EXERCISE 1: Give everything from the start of the entries down to the line containing "Target: number 5 on jersey", inclusive, as a JSON list of strings with one string per line and blank lines left out.

**** SELECTED EXTRACT

Mary Hinge: “…add a particularly large splash of finance from companies that will be affected by neccesary changes to protect the environment”
You must be incredibly naive if you think that it’s the companies that pay for those ‘necessary’ changes. Companies exist to make money. Any extra expenses they incur are passed on, ultimately, to the consumer – and the taxpayer, if you’re talking about Govt ltd. That’s you and me that ends up paying for all of that. And, for a great many of us, it’s rapidly becoming a choice between paying for fuel and paying for food.

Richard S Courtney
September 15, 2008 1:11 pm

Ilbeck:
Thankyou for your comment that says to me
“Richard Courtney – you need to remove the closed quote from your URL to get it to work.”
It works for me but – to help – here it is without the closed quote:
http://www.tech-know.eu/uploads/AGW_hypothesis_disproved.pdf
And that URL is very pertinent to each of your assertions that I answer in turn.
You say;
“1. CO2 and the other greenhouse gases (GHGs) have a demonstrable warming effect on the Earth. This has been accepted for decades. …”
I respond.

********

EXERCISE 2: In the comment thread, according to the reply to Mary Hinge, to whom do companies pass on any extra expenses they incur?

**** EXTRACTED INFORMATION

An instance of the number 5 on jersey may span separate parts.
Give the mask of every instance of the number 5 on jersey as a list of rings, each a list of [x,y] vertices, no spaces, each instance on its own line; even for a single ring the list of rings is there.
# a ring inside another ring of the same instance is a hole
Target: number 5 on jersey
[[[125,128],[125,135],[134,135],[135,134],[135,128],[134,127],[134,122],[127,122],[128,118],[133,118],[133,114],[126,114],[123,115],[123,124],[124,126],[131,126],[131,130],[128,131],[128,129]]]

********

WRITTEN REPLY 1:
[
  "An instance of the number 5 on jersey may span separate parts.",
  "Give the mask of every instance of the number 5 on jersey as a list of rings, each a list of [x,y] vertices, no spaces, each instance on its own line; even for a single ring the list of rings is there.",
  "# a ring inside another ring of the same instance is a hole",
  "Target: number 5 on jersey"
]

WRITTEN REPLY 2: To the consumer and, when government is involved, the taxpayer.